### Directive 1
According to the documentation sprint page, at what web address is the Science Pipelines documentation site located?
### Directive 2
Continue the documentation sprint page from the point where it stops.

### Text shown
Date

07 Dec 2016

Attendees

Goals

This is a design sprint to kick off the LSST Science Pipelines documentation reboot. Our goal is to a create a tangible vision of what the Science Pipelines documentation will be. Questions we want to answer are:

Who are the users of Science Pipelines documentation? What does each group want to get out of the Science Pipelines and its documentation? Do those needs conflict? Do we need to prioritize one user group in the initial implementation?
What are the boundaries of the Science Pipelines documentation (the site at https://pipelines.lsst.io)? What are adjacent documentation projects that the Science Pipelines documentation might link against?
What's the curriculum for learning the Science Pipelines? What are the concepts that the Science Pipelines documentation site needs to cover? How are these concepts organized (hierarchically or as a bottom-up information network). Do different types of users need specific entry points into the documentation and Science Pipelines itself?
What kinds of content are we going to be producing? What do the templates of these topic types look likes?
How are concepts unique to Science Pipelines, like tasks and command line tasks, documented in both a code and information architecture sense?

Intended Sprint Products

These are suggested products and outcomes from the sprint:

A map of the science pipelines site. This map should resolve into individual HTML/reStructuredText documents (topics in Every Page is Page One terminology). Each topic should be annotated with:
- Topic name.
- Content purpose and scope.
- Topic type (i.e., template).
- Adjacent topics (topics that link into this page; topics this page will link out to).

### Provided material
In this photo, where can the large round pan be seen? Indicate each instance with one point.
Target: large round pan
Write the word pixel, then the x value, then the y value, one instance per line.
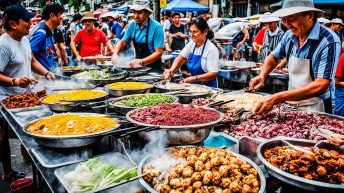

### Task response 1
https://pipelines.lsst.io

### Task response 2
Topic types and templates. Each template shapes how different types of topics are written. Examples can be: API reference, task, command line task, tutorial project, conceptual overview, recipe. See Every Page is Page One Chapter 9: EPPO Topics Conform to a Type.
Timelines. Timeline for content and for documentation infrastructure.

Prep Work/Background Reading Material

Read Every Page is Page One.
Jonathan Sick's "Pipelines Documentation Site Organization Sketch" is on clo.
LDM-493: Data Management Documentation Architecture.
Potentially relevant design docs, which may be cross-referenced with or otherwise relate to Science Pipelines docs:
- LDM-151 (DM Applications Design)
- LSE-163 (Data Products Definition Document)
validate-base documentation
Astropy documentation

Meeting Logistics

Tuesday December 6: campfire chat at Bentley's or elsewhere.
Wednesday December 7. 9:00 am to 5:00 pm. LSST Workroom.
Thursday December 8. 9:00 am to 5:00 pm. LSST Workroom.
Friday December 9. 9:00 am to 5:00 pm (or as participants depart). LSST Workroom.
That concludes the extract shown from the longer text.